TASKS TO COMPLETE ▸
(1) According to the article on the Mandara indictment, on what date did the physical altercation with the resident take place?
(2) Write out the article on the Mandara indictment word for word, from "Grand Jury Indicts" to "Correctional Police Officers.".
(3) Continue the article on the Mandara indictment after its last sentence.

Top of TEXT SECTION

Grand Jury Indicts New Jersey Department of Corrections Police Officer Giuseppe Mandara with Official Misconduct
TRENTON, NJ (STL.News) A state grand jury last week voted to indict New Jersey Department of Corrections Correctional Police Officer Giuseppe Mandara with one count of second-degree official misconduct in connection with an August 23, 2019, physical altercation with a resident at the Adult Diagnostic and Treatment Center (ADTC) Special Treatment Unit (STU) in the Avenel section of Woodbridge.
The indictment alleges that Mandara abandoned his equipment, including keys and radio, and thereafter used excessive or unlawful force against the resident. His actions are alleged to have been in violation of New Jersey Department of Corrections policies, procedures, and training for New Jersey Correctional Police Officers.
Several days after the altercation, the resident suffered a fatal stroke. Among other evidence presented, the grand jury heard testimony from the state medical examiner about the cause of the stroke and the manner of death. The grand jury declined to initiate homicide charges for any involved individuals. The investigation is ongoing, and no further information is being released at this time.
The death in custody was investigated by the Office of Public Integrity and Accountability (OPIA) and presented to the grand jury in accordance with Directive 2019-4, the “Independent Prosecutor Directive,” issued in 2019. In July 2021, OPIA issued standard operating procedures (“SOPs”) to ensure these grand jury presentations are conducted in a neutral, objective manner and with appropriate transparency regarding the process, consistent with the Independent Prosecutor Directive.

Bottom of TEXT SECTION
Top of EXTRACTED RECORDS

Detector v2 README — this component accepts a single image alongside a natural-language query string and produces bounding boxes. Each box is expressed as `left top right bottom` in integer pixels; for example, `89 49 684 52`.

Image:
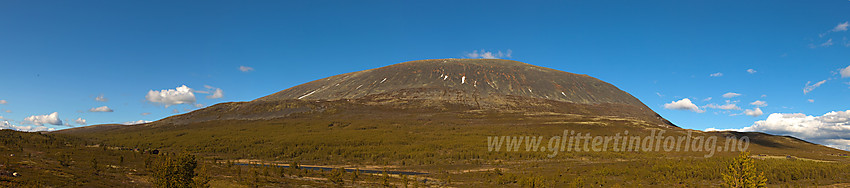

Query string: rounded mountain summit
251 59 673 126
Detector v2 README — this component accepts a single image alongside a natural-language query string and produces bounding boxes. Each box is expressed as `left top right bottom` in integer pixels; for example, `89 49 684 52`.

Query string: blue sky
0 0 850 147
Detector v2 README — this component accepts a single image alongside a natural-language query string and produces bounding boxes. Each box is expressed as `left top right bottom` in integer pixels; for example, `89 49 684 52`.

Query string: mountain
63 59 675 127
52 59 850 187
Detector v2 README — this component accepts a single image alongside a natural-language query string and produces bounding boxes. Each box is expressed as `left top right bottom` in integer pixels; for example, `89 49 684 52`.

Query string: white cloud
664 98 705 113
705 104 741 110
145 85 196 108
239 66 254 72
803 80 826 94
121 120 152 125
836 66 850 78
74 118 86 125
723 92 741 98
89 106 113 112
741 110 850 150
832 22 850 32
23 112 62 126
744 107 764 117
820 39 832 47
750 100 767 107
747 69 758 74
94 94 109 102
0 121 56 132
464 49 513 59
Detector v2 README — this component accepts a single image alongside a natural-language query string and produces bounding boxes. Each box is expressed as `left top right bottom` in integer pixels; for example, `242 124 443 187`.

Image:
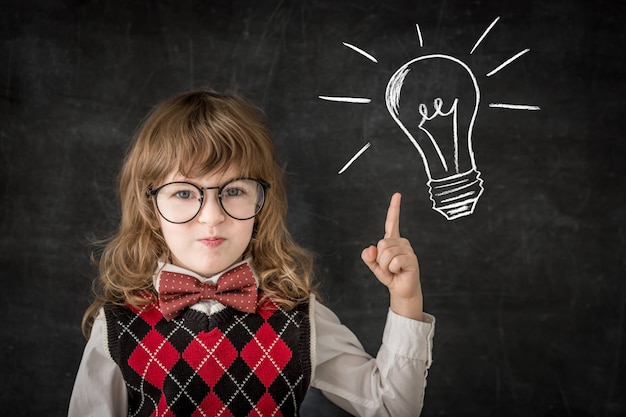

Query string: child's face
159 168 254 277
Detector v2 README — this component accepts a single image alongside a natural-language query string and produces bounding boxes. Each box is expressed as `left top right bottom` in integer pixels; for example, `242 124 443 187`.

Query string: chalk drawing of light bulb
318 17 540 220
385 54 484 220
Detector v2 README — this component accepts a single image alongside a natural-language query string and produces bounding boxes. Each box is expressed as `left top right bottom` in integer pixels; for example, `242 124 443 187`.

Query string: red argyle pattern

Bottom of EXTRACTED RECORDS
Top of EXTRACTED RECORDS

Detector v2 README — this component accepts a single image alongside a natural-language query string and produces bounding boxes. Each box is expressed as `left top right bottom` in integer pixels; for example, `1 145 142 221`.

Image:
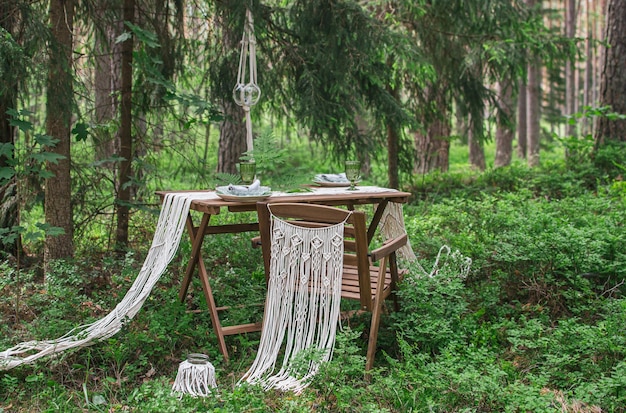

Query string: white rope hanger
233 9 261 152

Bottom of EXTRACTED RECORDS
Top of EXTRACTED RECORDS

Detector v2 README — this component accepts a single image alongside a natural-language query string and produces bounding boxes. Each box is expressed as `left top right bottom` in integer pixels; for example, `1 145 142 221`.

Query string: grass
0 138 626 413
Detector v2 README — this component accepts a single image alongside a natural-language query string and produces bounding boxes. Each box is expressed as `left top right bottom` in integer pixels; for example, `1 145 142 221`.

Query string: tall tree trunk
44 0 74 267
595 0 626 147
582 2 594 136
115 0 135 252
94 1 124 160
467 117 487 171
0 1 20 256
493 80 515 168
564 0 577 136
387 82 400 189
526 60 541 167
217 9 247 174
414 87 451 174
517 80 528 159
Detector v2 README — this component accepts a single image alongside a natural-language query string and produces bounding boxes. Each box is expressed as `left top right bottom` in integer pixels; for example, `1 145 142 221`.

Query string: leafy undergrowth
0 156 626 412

Bottom of EXTRACTED RECORDS

OUTPUTS IN ORDER ▸
(1) August 23, 2019

(2)
Grand Jury Indicts New Jersey Department of Corrections Police Officer Giuseppe Mandara with Official Misconduct
TRENTON, NJ (STL.News) A state grand jury last week voted to indict New Jersey Department of Corrections Correctional Police Officer Giuseppe Mandara with one count of second-degree official misconduct in connection with an August 23, 2019, physical altercation with a resident at the Adult Diagnostic and Treatment Center (ADTC) Special Treatment Unit (STU) in the Avenel section of Woodbridge.
The indictment alleges that Mandara abandoned his equipment, including keys and radio, and thereafter used excessive or unlawful force against the resident. His actions are alleged to have been in violation of New Jersey Department of Corrections policies, procedures, and training for New Jersey Correctional Police Officers.

(3)
Official misconduct in the second degree carries a statutory mandatory minimum, five-year period of parole ineligibility. The charges are merely accusations, and the defendant is presumed innocent unless and until proven guilty in a court of law.
A 2019 law, P.L. 2019, c. 1, requires the Attorney General’s Office to conduct investigations of a person’s death during an encounter with a law enforcement officer acting in the officer’s official capacity or while the decedent is in custody. It requires that all such investigations be presented to a grand jury to determine if the evidence supports the return of an indictment against the officer or officers involved.
A conflicts check was conducted pursuant to the Independent Prosecutor Directive, and no actual or potential conflict of interest was found involving any individual assigned to the investigation. Prior to presentation to the grand jury, the investigation was reviewed by OPIA Executive Director Thomas Eicher in accordance with the policies and procedures established for these presentations in the SOPs.